#### EXERCISE OBJECTIVE
In the text on The Moonbase, take the stretch from "A novelisation of" through "by Gareth Roberts." and switch "novelisation" to "novel" throughout.

#### SELECTED EXCERPT
▬▬▬

Paul Cornell, Martin Day, and Keith Topping gave the serial an unfavourable review in The Discontinuity Guide (1995), writing that it was "illogical and boring, reducing the Cybermen to the role of intergalactic gangsters". In The Television Companion (1998), David J. Howe and Stephen James Walker noted that it was a remake of The Tenth Planet but was "far superior" in the way the Cybermen were portrayed. They also praised the music, acting, and the shots on the Moon, but they felt the direction was "lacklustre" in places and called the shots of the Cyberman ship landing "amongst the worst ever seen in Doctor Who". In 2009, Patrick Mulkern of Radio Times also praised the redesigned Cybermen and the atmosphere. He wrote that the scripts "impart dollops of science without jarring and allow for a good deal of incident and suspense". The A.V. Clubs Christopher Bahn said in 2014, "Whatever flaws it may have, and it's far from perfect, "The Moonbase" has more than enough going for it to earn a place as one of the must-see serials of the Second Doctor era." In Starburst, Paul Mount described The Moonbase as "pretty much the same story as 'The Tenth Planet', differing only to the extent that it's not quite as good." Still, he said it is "cheerful" and "occasionally competent." James Hoare of SciFiNow gave the DVD release three out of five stars, describing the story as "a slightly dull and weakly padded retread of The Tenth Planet" but praising Troughton's performance. In 2010, SFX named the resolution of patching the hole in the Moonbase with a drinks tray as one of the silliest moments in Doctor Whos history.

===Legacy===
The reception to The Moonbase led directly to a return of the Cybermen; on 3 March 1967, script editor Gerry Davis commissioned Pedler to write what would become The Tomb of the Cybermen (1967).

In the Doctor Who Magazine poll in 2014 of the first 50 years of the programme, The Moonbase came in 20th for the 1960s stories and 113th overall (out of 241), similar to its ranking of 112 in the 2009 poll. In the Doctor Who Magazine poll for the show's 60th anniversary in 2023, The Moonbase was voted the eleventh best story of the Second Doctor's tenure, out of a total of 21. In a 2010 article, Charlie Jane Anders of io9 listed the cliffhanger to the third episode—in which the Cybermen march across the Moon's surface towards the base—as one of the greatest cliffhangers in the history of Doctor Who. She ranked the serial the 35th best Doctor Who story of all time and a "classic" in 2015.

==Commercial releases==

===In print===

A novelisation of this serial written by Gerry Davis was published by Target Books in February 1975 under the title Doctor Who and the Cybermen. The cover for the original publication used the design of the Cybermen from The Invasion. It was reprinted in hardcover with a new cover in 1981. An audiobook read by Anneke Wills with the Cyberman voices by Nicholas Briggs was released by the BBC in March 2009. The novelisation was reissued by BBC Books in July 2011 with a foreword by Gareth Roberts.

▬▬▬

Dataset items:
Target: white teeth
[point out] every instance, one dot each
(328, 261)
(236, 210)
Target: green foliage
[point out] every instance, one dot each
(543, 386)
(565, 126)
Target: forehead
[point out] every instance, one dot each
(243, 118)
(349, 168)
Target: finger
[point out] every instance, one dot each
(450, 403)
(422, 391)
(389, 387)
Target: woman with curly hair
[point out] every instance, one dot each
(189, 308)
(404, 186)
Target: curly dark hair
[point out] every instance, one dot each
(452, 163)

▬▬▬

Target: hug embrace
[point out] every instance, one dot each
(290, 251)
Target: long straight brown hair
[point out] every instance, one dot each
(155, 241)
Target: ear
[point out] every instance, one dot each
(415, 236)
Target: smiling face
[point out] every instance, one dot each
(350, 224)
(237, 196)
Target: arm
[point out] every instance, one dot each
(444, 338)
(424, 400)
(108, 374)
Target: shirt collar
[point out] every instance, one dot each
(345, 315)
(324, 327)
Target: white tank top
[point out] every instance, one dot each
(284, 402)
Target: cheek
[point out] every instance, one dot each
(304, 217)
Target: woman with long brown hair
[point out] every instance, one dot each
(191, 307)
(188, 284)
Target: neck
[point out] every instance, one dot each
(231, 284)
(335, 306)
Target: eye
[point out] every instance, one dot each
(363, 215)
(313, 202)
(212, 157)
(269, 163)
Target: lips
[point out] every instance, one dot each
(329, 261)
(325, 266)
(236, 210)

▬▬▬

#### RESULT FOR THIS EXERCISE
A novel of this serial written by Gerry Davis was published by Target Books in February 1975 under the title Doctor Who and the Cybermen. The cover for the original publication used the design of the Cybermen from The Invasion. It was reprinted in hardcover with a new cover in 1981. An audiobook read by Anneke Wills with the Cyberman voices by Nicholas Briggs was released by the BBC in March 2009. The novel was reissued by BBC Books in July 2011 with a foreword by Gareth Roberts.